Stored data
•••
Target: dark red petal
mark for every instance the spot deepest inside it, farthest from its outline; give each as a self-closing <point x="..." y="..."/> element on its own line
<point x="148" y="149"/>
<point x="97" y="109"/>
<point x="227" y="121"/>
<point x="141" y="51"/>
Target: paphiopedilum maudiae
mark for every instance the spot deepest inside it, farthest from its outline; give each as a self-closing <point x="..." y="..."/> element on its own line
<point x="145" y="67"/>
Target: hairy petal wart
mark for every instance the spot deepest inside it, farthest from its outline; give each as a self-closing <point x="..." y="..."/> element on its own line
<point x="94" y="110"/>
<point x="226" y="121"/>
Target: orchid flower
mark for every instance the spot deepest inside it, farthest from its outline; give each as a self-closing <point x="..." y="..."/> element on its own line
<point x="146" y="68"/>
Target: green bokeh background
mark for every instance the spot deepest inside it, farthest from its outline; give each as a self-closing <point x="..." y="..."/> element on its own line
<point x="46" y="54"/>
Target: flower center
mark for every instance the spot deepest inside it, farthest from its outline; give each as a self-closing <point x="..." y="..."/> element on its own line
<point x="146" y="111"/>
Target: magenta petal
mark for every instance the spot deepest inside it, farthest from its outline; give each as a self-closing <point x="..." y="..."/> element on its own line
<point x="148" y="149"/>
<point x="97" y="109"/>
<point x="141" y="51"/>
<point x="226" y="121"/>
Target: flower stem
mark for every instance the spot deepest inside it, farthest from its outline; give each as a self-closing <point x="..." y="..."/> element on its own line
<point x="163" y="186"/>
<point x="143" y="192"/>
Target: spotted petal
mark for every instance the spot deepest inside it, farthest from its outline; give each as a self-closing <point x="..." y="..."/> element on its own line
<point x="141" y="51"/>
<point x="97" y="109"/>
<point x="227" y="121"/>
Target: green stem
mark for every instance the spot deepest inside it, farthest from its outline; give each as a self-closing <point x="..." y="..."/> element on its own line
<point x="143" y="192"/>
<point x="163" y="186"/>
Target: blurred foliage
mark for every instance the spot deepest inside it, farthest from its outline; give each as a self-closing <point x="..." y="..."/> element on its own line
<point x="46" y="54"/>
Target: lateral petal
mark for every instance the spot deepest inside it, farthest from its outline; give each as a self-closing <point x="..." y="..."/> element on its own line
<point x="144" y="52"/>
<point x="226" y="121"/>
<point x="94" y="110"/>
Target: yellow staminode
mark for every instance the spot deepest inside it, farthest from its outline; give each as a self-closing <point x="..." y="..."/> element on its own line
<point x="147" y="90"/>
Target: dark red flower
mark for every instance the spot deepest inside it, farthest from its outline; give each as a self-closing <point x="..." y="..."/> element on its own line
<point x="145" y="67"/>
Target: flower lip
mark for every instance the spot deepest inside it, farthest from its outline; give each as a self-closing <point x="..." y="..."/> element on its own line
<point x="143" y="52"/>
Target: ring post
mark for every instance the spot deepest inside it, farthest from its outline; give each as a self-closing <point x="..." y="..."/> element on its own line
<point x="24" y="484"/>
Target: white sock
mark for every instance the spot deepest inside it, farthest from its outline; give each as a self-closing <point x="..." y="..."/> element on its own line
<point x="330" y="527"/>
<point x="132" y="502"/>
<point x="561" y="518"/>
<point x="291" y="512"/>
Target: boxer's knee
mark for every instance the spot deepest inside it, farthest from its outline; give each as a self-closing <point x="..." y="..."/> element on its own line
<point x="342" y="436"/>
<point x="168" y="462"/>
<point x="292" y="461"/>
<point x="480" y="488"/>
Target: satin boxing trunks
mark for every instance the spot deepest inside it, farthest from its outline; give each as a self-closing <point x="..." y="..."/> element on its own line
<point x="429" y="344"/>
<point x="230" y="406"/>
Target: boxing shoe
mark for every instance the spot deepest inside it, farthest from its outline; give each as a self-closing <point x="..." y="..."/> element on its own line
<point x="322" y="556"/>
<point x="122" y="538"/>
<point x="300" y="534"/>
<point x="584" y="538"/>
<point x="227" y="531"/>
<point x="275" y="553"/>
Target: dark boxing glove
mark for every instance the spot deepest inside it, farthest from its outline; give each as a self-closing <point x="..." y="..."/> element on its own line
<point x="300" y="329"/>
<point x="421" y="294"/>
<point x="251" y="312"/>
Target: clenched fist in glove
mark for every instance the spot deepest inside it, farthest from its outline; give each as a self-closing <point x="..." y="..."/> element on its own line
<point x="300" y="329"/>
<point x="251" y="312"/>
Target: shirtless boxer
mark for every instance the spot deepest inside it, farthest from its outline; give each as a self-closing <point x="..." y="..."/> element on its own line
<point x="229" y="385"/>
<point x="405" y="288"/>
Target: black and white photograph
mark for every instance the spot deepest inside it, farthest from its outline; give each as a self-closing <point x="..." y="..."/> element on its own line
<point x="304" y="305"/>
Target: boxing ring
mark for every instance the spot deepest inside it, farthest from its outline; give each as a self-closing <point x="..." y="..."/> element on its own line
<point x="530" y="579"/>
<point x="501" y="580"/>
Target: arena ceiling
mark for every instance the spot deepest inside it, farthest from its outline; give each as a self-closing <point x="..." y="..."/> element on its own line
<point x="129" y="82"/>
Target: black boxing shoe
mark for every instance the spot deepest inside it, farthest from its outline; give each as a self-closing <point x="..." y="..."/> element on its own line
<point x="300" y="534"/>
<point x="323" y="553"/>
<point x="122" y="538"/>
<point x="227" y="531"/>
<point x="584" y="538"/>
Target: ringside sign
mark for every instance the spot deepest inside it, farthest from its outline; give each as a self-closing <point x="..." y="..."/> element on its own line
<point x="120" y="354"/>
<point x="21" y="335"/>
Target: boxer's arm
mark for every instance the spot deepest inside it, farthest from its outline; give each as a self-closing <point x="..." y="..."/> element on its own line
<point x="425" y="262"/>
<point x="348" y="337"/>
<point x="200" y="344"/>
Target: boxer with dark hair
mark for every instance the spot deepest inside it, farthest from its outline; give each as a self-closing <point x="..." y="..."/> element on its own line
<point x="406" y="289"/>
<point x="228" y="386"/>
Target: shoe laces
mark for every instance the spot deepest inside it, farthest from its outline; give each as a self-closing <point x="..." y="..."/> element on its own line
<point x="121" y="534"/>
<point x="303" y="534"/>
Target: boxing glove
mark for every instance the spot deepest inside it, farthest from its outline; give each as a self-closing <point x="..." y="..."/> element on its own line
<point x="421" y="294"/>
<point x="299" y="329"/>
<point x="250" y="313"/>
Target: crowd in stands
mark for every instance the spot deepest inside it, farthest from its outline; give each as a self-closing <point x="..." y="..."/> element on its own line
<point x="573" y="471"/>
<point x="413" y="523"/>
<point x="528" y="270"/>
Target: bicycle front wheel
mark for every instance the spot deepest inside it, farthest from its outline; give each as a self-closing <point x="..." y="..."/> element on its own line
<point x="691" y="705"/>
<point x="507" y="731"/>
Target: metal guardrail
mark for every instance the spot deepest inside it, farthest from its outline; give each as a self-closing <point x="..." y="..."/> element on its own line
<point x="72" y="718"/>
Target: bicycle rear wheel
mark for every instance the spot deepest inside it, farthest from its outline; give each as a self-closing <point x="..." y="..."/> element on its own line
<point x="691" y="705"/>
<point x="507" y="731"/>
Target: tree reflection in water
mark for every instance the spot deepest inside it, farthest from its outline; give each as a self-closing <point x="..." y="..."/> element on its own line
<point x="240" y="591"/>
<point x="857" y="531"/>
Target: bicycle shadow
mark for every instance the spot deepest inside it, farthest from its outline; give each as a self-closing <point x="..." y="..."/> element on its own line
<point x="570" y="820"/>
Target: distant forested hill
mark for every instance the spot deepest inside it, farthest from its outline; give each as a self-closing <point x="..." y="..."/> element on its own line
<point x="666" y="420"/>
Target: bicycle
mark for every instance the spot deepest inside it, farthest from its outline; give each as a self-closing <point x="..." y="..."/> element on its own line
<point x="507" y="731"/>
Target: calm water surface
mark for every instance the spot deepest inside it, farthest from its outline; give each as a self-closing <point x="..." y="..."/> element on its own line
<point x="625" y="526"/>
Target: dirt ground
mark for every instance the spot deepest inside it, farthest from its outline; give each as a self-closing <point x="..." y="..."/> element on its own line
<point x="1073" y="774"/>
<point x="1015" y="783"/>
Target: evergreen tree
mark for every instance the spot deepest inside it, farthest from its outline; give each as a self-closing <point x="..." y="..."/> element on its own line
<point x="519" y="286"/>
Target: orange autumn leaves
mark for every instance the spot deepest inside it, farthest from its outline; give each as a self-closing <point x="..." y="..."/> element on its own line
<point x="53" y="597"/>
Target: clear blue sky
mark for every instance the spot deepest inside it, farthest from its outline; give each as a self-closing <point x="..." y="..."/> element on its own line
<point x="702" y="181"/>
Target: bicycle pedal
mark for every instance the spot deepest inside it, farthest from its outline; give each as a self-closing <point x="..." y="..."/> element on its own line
•••
* Exercise objective *
Put the records into a Markdown table with the columns Row and Line. Begin at the line that contains "Target: bicycle shadow", continue through the end of the records, and leave out blank lines.

* Exercise output *
| Row | Line |
|---|---|
| 1 | Target: bicycle shadow |
| 2 | mark for every instance the spot deepest inside it, farthest from its outline; give each as a self-closing <point x="..." y="..."/> element on its own line |
| 3 | <point x="570" y="820"/> |
| 4 | Target: distant forested hill |
| 5 | mark for every instance the spot deepest inside it, farthest from its outline; give each as a self-closing <point x="..." y="..."/> element on its own line |
| 6 | <point x="666" y="420"/> |
| 7 | Target: bicycle |
| 8 | mark for every instance the spot deepest inside it, farthest from its outline; give each as a self-closing <point x="..." y="..."/> element on its own line |
| 9 | <point x="507" y="731"/> |
| 10 | Target: calm water surface |
| 11 | mark for every instance the spot deepest inside it, farthest from its outline; give each as a self-closing <point x="..." y="..."/> element on its own line |
| 12 | <point x="625" y="526"/> |
| 13 | Target: dirt ground |
| 14 | mark for every instance the spot deepest inside it, farthest from its outline; give each as a self-closing <point x="..." y="..."/> element on its own line |
| 15 | <point x="1073" y="774"/> |
| 16 | <point x="1015" y="783"/> |
| 17 | Target: evergreen tree |
| 18 | mark for every instance the spot deepest inside it, farthest from its outline; give each as a self-closing <point x="..." y="..."/> element on its own line |
| 19 | <point x="519" y="286"/> |
| 20 | Target: orange autumn leaves |
| 21 | mark for every instance the spot deepest inside it, farthest from its outline; give each as a self-closing <point x="..." y="..."/> element on its own line |
| 22 | <point x="53" y="597"/> |
| 23 | Target: clear blue sky |
| 24 | mark for every instance the spot deepest inside it, farthest from its outline; give each as a self-closing <point x="..." y="..."/> element on its own line |
| 25 | <point x="702" y="181"/> |
| 26 | Target: bicycle pedal |
| 27 | mark for every instance the spot deepest inside it, farthest from its outline; give each as a self-closing <point x="..." y="..."/> element on its own line |